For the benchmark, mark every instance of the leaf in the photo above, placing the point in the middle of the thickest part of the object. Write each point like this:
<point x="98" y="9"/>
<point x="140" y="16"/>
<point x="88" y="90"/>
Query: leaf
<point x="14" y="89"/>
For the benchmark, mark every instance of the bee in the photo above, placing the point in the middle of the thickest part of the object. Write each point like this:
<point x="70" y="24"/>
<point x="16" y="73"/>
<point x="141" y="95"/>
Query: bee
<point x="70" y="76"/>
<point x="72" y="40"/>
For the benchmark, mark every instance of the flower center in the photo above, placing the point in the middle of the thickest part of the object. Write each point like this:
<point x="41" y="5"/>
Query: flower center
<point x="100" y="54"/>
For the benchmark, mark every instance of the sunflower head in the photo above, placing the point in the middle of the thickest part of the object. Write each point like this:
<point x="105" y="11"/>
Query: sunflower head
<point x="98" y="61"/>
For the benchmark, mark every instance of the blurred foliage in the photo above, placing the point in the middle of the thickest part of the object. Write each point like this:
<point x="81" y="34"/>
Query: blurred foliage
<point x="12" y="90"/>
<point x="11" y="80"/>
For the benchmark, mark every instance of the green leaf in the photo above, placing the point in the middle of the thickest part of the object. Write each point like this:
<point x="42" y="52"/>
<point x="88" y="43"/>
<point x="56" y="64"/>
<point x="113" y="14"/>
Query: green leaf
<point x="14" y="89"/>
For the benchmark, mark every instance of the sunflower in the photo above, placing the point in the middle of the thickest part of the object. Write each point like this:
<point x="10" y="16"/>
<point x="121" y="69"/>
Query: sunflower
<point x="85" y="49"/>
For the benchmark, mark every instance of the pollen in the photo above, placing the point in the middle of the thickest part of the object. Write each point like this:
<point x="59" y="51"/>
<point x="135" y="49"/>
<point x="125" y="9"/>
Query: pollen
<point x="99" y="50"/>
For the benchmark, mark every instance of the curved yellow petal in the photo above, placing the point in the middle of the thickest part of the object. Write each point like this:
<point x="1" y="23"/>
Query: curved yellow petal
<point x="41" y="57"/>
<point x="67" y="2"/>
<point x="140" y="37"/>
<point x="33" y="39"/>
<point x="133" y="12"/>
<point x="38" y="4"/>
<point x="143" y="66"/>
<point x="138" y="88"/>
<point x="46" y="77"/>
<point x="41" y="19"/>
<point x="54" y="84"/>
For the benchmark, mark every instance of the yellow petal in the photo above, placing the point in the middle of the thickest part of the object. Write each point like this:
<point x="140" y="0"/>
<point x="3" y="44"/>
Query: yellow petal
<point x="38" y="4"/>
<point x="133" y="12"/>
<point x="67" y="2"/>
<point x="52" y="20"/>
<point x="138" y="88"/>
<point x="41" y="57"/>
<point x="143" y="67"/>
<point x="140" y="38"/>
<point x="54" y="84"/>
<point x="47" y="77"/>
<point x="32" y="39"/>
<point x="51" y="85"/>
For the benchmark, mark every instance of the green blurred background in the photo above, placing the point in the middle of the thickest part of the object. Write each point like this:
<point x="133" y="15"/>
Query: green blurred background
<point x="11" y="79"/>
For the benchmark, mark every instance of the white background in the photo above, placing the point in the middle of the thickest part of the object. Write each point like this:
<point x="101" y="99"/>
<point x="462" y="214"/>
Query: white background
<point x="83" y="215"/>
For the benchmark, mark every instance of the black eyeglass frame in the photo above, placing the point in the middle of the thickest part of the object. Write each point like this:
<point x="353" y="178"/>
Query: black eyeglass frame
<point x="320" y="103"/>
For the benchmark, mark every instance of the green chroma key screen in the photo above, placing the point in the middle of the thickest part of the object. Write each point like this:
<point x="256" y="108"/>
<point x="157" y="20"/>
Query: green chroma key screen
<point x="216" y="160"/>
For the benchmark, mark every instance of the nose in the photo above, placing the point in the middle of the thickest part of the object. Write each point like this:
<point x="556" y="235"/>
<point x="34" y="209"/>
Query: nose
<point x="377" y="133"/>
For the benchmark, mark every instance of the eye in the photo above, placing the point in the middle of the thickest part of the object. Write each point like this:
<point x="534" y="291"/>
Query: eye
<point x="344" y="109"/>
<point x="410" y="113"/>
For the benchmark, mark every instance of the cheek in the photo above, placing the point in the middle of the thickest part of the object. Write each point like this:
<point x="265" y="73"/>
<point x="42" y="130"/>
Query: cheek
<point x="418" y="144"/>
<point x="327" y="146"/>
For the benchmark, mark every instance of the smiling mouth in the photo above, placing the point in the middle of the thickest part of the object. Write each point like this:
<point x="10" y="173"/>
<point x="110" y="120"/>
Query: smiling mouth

= = =

- _Task description_
Rewrite the records above with "thickest part" changed to "widest part" everywhere it occurs, leaving every other word and line as it is.

- _Task answer_
For the benchmark, mark every instance of the leaf in the photo above, placing the point in the middle of the widest part of the object. Write each point like this:
<point x="98" y="9"/>
<point x="140" y="16"/>
<point x="88" y="90"/>
Query: leaf
<point x="14" y="89"/>
For the benchmark, mark every instance of the bee in the photo above, placing the point in the middle of the widest part of the object. Write each point like this:
<point x="70" y="24"/>
<point x="16" y="73"/>
<point x="141" y="95"/>
Query: bee
<point x="70" y="76"/>
<point x="72" y="40"/>
For the benchmark, mark every instance of the flower center in the photo above, placing the point in the middle of the widest part of the object. Write each point like this:
<point x="41" y="5"/>
Query: flower center
<point x="100" y="54"/>
For the benchmark, mark every instance of the sunflower head in the photo above, placing the point in the middle of the widest part of the object. Write each point like this:
<point x="105" y="11"/>
Query: sunflower head
<point x="98" y="61"/>
For the benchmark, mark every instance of the blurred foliage in the photo above, placing the point in the middle of the widest part of the object. Write each point like this:
<point x="81" y="34"/>
Query: blurred foliage
<point x="12" y="90"/>
<point x="11" y="80"/>
For the benchmark, mark every instance of the green leaf in the photo above, placing the point in the middle of the widest part of the object. Write each point like this:
<point x="42" y="52"/>
<point x="88" y="43"/>
<point x="56" y="64"/>
<point x="113" y="14"/>
Query: green leaf
<point x="14" y="89"/>
For the benchmark, mark every instance of the sunflower in the photo above, placing the point in the middle of the widest part of the object. Write each point like this:
<point x="10" y="16"/>
<point x="121" y="69"/>
Query: sunflower
<point x="85" y="49"/>
For the benchmark, mark every instance of the pollen in the photo above, placing the point in the middle of the widest part of the object. Write each point like this:
<point x="59" y="51"/>
<point x="135" y="49"/>
<point x="125" y="9"/>
Query: pollen
<point x="99" y="50"/>
For the benchmark, mark every instance of the curved yellow petal in the photo above, placing the point in the middle of the widest part of the object. Write each point like this:
<point x="1" y="23"/>
Query: curved yellow petal
<point x="41" y="57"/>
<point x="67" y="2"/>
<point x="140" y="37"/>
<point x="33" y="39"/>
<point x="133" y="12"/>
<point x="38" y="4"/>
<point x="143" y="66"/>
<point x="138" y="88"/>
<point x="46" y="77"/>
<point x="41" y="19"/>
<point x="54" y="84"/>
For the benchmark, mark every instance of the yellow petal in the photo above, placing the point in the middle of the widest part of the object. Write each point like this:
<point x="140" y="0"/>
<point x="3" y="44"/>
Query: yellow petal
<point x="38" y="4"/>
<point x="133" y="12"/>
<point x="67" y="2"/>
<point x="52" y="20"/>
<point x="138" y="88"/>
<point x="41" y="57"/>
<point x="143" y="67"/>
<point x="140" y="38"/>
<point x="54" y="84"/>
<point x="47" y="77"/>
<point x="32" y="39"/>
<point x="51" y="85"/>
For the benchmark, mark every instance of the green blurred background in the photo above, placing the point in the middle of the widest part of the object. Write each point like this:
<point x="133" y="15"/>
Query: green blurred background
<point x="11" y="79"/>
For the benchmark, mark every instance of the white background in the photo above, placing the point in the middle of the widest part of the object. Write each point like this:
<point x="101" y="99"/>
<point x="462" y="214"/>
Query: white background
<point x="83" y="215"/>
For the benchmark, mark every instance of the black eyeglass frame in the photo above, placing the point in the middle of the widest part of the object. Write each point like this:
<point x="353" y="178"/>
Query: black eyeglass frame
<point x="320" y="103"/>
For the benchmark, mark every instance of the green chroma key screen in the photo above, placing the point in the middle of the widest part of the object. Write each point like this:
<point x="256" y="108"/>
<point x="157" y="20"/>
Query: green chroma key screen
<point x="216" y="160"/>
For the benchmark, mark every instance of the nose in the photo above, placing the point in the middle of the widest part of the object. Write each point like this:
<point x="556" y="235"/>
<point x="34" y="209"/>
Query: nose
<point x="377" y="133"/>
For the benchmark, mark every instance of the eye in the photo above, placing the point in the middle of the widest part of the object. Write each point like this:
<point x="534" y="291"/>
Query: eye
<point x="344" y="109"/>
<point x="410" y="113"/>
For the benchmark, mark every instance of the cheek in the photo above, placing the point in the middle of the widest part of the object. Write each point like this:
<point x="265" y="73"/>
<point x="42" y="130"/>
Query: cheek
<point x="418" y="144"/>
<point x="327" y="146"/>
For the benchmark, mark every instance of the smiling mouth in the photo above, placing the point in the middle of the widest part of the object. Write each point like this:
<point x="10" y="173"/>
<point x="110" y="120"/>
Query: smiling mouth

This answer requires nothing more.